*** Source material ***

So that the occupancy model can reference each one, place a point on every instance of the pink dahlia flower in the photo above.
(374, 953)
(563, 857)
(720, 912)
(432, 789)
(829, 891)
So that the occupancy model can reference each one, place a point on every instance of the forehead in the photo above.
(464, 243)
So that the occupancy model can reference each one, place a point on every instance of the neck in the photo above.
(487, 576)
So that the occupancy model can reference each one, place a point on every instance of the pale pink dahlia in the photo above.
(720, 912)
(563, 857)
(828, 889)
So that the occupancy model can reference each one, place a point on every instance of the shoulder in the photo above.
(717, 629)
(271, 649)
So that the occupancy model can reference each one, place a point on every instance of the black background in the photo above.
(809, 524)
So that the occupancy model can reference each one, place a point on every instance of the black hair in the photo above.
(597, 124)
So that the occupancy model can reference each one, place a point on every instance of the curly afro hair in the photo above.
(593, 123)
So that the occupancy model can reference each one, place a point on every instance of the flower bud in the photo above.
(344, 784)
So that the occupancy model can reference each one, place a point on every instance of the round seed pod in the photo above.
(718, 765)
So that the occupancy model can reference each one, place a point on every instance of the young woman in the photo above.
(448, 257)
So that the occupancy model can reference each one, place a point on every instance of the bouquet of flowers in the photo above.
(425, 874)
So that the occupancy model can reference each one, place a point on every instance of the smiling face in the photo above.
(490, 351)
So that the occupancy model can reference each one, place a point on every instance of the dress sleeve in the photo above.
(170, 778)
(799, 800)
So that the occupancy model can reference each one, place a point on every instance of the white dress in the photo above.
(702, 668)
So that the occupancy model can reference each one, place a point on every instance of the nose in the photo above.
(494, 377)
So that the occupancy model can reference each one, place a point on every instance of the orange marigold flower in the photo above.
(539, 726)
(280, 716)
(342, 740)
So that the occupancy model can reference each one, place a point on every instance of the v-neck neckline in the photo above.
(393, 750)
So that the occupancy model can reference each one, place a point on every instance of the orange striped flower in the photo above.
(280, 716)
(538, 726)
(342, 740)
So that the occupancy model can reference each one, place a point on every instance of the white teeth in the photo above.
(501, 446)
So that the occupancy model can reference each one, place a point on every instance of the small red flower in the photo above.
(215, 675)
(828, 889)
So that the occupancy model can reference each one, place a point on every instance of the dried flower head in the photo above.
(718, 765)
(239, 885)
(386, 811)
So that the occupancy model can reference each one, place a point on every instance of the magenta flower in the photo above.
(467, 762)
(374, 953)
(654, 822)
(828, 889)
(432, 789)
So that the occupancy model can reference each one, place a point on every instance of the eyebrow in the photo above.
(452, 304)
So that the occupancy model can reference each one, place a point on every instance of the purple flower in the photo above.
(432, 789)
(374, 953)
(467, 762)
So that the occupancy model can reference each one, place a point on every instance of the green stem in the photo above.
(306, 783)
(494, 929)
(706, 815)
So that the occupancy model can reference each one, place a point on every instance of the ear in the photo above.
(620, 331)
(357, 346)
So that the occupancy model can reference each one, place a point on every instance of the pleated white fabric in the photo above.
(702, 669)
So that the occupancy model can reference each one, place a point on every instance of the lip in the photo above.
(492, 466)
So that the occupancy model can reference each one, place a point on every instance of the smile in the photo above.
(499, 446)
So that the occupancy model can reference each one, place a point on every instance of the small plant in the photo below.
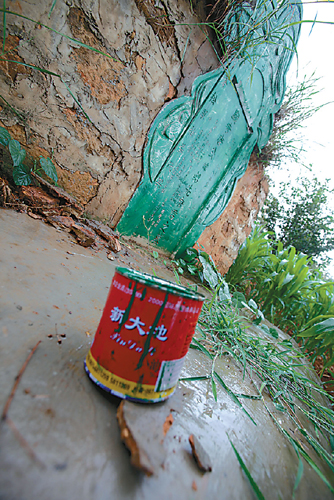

*** End of Source material ***

**Exercise details:**
Reproduce the data above exactly, leaving out any picture in it.

**Reply to the exercise:**
So that the occupancy model can reference each one, place a point on every instance of the pink dahlia flower in the photo above.
(374, 953)
(563, 857)
(720, 912)
(432, 789)
(829, 891)
So that the occupancy model can reference each one, place a point on every instance of the forehead in the photo above.
(464, 243)
So that the occupancy model can reference each one, place a point on every instance of the neck in the photo above.
(487, 576)
So that the occupancy model can reference each one, place a point on every instance of the pale pink dahlia in the photo above.
(720, 912)
(563, 857)
(828, 889)
So that the occupancy model can reference each one, place a point on every instance of the shoulder in the photo above.
(717, 629)
(271, 649)
So that the occupancy model can reference each one, place a point on every instance of the black background in the photo above.
(809, 524)
So that the occupancy model can reference each one, place a point on every instance of the black hair in the photo above.
(597, 124)
So that the occupancy model can reference each one, place a point on every instance of the curly afro hair in the photo above.
(593, 123)
So that the occupancy model can reference each one, place a point on every instance of the flower bud in the photo above.
(344, 784)
So that the occupancy model can reference each one, place a point on every instance of the round seed pod in the photo above.
(718, 765)
So that the occupancy model can reference each one, place a point on every instance of the young woman in the photo above.
(448, 257)
So that the occupancy model can reference each one, place a point on every instance of the bouquet of flowers in the photo above.
(425, 874)
So that the occupancy model can reference each one, place a point on every instance of the smiling face in the photo above.
(490, 351)
So that the occupancy model can reference each one, place a point on every instance of the dress sleeve in the photo above.
(170, 778)
(799, 800)
So that the occupancy model can reference each one, place a point on every instance of the white dress in the photo above.
(702, 668)
So that the occupancy model can reference each one, place a point on every instance of the nose in the photo above.
(494, 377)
So that the occupancy model can reference each one, place a point on every instance of the orange marigold flower in the photo above.
(539, 726)
(280, 716)
(342, 740)
So that the occupancy model can reference each one, place a point on every instance of the v-neck neckline in the photo above.
(393, 750)
So that the occupancy model can reference each one, place a point on every instance of the orange striped flower in the photo above.
(280, 716)
(538, 726)
(342, 740)
So that the occupancy model can reference each one, place a point on every instance of the white teeth in the photo above.
(501, 446)
So that the occupancy model can reference each one, place a point on every instance of the small red flower in the photo above.
(215, 675)
(828, 889)
So that the occupancy model can reference each one, place a point on every instance of the dried flower head in the photo above.
(718, 765)
(239, 885)
(386, 811)
So that the occupancy model can reference each one, place a point on every instance of the magenta flower in the photo above.
(467, 762)
(374, 953)
(654, 822)
(828, 889)
(432, 789)
So that the occupancy model can reference each one, place a point on every instance of the eyebrow in the photo above.
(452, 304)
So that the occupancy model can reference each one, place a point on every instance of the purple flower in the photo above.
(432, 789)
(374, 953)
(467, 762)
So that the occupancy model can reference each one, place a point on every instance of the green stem in the photo above.
(306, 783)
(494, 929)
(706, 815)
So that the occupancy model can reference each one, place a point on every instance of the ear in the photo above.
(620, 331)
(357, 346)
So that the occupancy model can reference each one, place a point on every instance of the pleated white fabric in the photo above.
(702, 669)
So that the occupancy model can reference each one, place a point on every instance of the lip in the photo above.
(492, 466)
So that the occupancy model can reference each one, place a point on every instance of the smile in the photo above.
(499, 446)
So that the occupancy model can reference each one, place a point on every instance of the small plant in the photo below.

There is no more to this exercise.